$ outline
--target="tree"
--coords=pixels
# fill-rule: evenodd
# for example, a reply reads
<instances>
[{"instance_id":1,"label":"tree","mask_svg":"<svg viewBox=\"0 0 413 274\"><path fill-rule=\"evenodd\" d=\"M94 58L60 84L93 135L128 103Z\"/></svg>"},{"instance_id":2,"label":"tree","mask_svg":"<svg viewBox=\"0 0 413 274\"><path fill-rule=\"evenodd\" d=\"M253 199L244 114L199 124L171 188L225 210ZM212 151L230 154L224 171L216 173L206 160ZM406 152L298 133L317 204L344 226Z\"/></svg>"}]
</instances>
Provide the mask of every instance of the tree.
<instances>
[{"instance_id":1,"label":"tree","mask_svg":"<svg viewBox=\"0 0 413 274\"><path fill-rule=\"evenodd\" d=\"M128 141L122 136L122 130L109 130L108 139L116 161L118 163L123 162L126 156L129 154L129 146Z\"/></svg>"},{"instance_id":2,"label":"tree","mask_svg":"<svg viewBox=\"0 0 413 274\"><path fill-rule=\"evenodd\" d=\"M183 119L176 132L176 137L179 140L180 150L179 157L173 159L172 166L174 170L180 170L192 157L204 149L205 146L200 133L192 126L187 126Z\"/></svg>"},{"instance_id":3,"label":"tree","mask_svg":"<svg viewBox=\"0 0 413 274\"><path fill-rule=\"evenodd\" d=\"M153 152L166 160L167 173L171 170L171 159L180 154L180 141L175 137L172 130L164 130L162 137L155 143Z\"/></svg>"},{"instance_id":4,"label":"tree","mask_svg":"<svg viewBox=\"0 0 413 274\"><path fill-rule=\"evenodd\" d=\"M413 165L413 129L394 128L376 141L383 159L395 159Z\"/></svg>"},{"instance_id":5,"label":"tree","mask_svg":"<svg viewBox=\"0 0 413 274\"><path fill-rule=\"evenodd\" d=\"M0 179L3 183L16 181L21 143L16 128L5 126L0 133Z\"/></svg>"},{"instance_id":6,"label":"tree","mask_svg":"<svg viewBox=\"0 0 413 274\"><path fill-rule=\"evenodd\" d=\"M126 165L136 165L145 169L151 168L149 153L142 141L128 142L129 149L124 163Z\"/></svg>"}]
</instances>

================================

> **The task**
Reproduce the records with "Provide" swapped for "Return" and everything else left unchanged.

> **Solution below**
$ outline
--target="tree"
--coords=pixels
# fill-rule: evenodd
# for example, a reply reads
<instances>
[{"instance_id":1,"label":"tree","mask_svg":"<svg viewBox=\"0 0 413 274\"><path fill-rule=\"evenodd\" d=\"M94 58L60 84L93 135L128 103Z\"/></svg>"},{"instance_id":2,"label":"tree","mask_svg":"<svg viewBox=\"0 0 413 274\"><path fill-rule=\"evenodd\" d=\"M253 199L244 114L199 124L171 188L225 210ZM212 151L230 154L224 171L216 173L206 160ZM406 152L298 133L317 204L344 226Z\"/></svg>"}]
</instances>
Return the mask of every instance of the tree.
<instances>
[{"instance_id":1,"label":"tree","mask_svg":"<svg viewBox=\"0 0 413 274\"><path fill-rule=\"evenodd\" d=\"M128 141L122 136L122 130L109 130L108 139L116 161L118 163L123 162L126 156L129 154L129 146Z\"/></svg>"},{"instance_id":2,"label":"tree","mask_svg":"<svg viewBox=\"0 0 413 274\"><path fill-rule=\"evenodd\" d=\"M183 119L176 132L176 137L179 140L180 150L179 157L173 159L172 166L174 170L180 170L192 157L204 149L205 146L200 133L192 126L187 126Z\"/></svg>"},{"instance_id":3,"label":"tree","mask_svg":"<svg viewBox=\"0 0 413 274\"><path fill-rule=\"evenodd\" d=\"M153 152L166 160L167 173L171 170L171 159L180 154L180 141L175 137L172 130L164 130L162 137L155 143Z\"/></svg>"},{"instance_id":4,"label":"tree","mask_svg":"<svg viewBox=\"0 0 413 274\"><path fill-rule=\"evenodd\" d=\"M413 165L413 129L394 128L376 141L383 159L395 159Z\"/></svg>"},{"instance_id":5,"label":"tree","mask_svg":"<svg viewBox=\"0 0 413 274\"><path fill-rule=\"evenodd\" d=\"M0 179L3 183L16 181L21 143L16 128L5 126L0 133Z\"/></svg>"},{"instance_id":6,"label":"tree","mask_svg":"<svg viewBox=\"0 0 413 274\"><path fill-rule=\"evenodd\" d=\"M126 165L136 165L145 169L151 168L149 153L142 141L128 142L129 149L124 163Z\"/></svg>"}]
</instances>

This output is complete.